→ **TASK OBJECTIVE**: Find every line in the items below that contains the word "patch", and copy each of those lines in full.

====== INFORMATION SUPPLIED ======

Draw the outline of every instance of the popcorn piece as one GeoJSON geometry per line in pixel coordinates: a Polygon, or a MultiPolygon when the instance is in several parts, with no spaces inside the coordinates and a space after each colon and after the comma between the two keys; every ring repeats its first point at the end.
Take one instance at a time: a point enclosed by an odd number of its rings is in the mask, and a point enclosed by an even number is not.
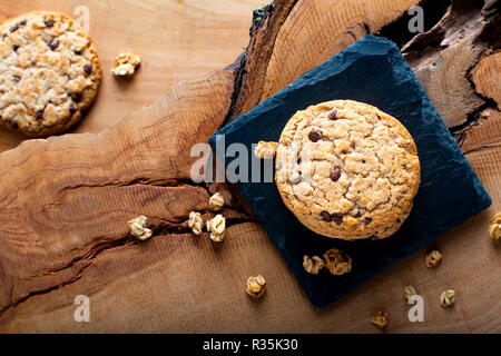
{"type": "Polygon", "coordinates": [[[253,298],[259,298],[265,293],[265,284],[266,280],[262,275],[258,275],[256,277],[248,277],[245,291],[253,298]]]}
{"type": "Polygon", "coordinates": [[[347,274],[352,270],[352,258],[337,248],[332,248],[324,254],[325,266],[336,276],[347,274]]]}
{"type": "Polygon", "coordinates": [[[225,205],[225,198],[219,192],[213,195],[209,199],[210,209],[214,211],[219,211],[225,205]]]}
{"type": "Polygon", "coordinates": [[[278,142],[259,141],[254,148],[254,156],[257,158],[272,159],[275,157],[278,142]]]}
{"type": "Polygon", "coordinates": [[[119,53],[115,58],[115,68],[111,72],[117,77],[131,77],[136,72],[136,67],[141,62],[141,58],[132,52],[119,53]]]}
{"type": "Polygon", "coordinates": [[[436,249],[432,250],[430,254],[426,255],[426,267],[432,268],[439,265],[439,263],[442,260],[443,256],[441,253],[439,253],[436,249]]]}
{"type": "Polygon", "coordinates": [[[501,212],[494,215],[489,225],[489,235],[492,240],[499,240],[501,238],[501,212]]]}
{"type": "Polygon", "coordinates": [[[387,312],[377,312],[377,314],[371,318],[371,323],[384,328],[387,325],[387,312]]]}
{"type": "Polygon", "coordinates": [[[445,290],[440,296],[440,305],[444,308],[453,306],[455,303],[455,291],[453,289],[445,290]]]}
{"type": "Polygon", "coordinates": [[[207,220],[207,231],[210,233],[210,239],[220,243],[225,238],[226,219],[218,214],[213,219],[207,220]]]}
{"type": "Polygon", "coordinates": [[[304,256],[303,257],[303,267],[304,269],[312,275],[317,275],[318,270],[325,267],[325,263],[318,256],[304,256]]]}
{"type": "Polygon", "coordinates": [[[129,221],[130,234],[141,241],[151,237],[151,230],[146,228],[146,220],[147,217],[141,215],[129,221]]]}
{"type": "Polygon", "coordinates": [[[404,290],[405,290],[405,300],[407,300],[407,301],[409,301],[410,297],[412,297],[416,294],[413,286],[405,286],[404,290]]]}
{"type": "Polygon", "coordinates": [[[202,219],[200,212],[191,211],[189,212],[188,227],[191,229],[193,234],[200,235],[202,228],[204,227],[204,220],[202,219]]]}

======
====== INFORMATION SUPPLIED ======

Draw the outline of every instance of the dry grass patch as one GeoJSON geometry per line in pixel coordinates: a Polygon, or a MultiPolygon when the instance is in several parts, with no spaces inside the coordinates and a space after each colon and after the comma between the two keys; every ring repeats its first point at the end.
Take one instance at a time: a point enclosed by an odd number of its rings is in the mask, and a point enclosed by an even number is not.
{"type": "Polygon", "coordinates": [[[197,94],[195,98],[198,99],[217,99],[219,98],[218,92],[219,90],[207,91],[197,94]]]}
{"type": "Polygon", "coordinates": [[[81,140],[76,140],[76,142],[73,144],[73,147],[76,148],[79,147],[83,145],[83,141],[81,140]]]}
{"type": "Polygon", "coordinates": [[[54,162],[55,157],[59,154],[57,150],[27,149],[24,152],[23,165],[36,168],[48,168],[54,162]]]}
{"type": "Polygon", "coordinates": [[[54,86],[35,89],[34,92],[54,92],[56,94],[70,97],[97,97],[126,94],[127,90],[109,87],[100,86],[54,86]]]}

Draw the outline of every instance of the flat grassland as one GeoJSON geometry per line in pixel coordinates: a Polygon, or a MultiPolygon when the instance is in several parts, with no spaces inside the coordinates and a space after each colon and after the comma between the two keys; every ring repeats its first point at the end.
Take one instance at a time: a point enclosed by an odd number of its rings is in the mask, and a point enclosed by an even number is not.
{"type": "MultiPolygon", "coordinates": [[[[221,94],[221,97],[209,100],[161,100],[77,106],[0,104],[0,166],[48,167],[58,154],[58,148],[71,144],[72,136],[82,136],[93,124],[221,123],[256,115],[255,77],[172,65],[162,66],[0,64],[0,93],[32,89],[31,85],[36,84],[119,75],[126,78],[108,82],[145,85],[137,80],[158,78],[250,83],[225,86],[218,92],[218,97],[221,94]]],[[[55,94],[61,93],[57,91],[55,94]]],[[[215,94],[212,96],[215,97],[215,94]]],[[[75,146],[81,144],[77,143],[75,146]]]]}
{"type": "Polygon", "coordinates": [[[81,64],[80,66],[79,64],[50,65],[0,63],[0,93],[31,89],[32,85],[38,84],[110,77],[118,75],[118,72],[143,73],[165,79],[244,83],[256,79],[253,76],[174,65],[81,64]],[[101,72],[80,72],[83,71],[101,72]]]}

======

→ **TASK RESPONSE**:
Draw the outline of every instance of the dry grass patch as one GeoJSON geometry per line in pixel coordinates: a Polygon, or a MultiPolygon when the instance is in several parts, with no spaces inside the coordinates and a space after each colon and after the comma between the two keys; every ring repeats its first point at the end.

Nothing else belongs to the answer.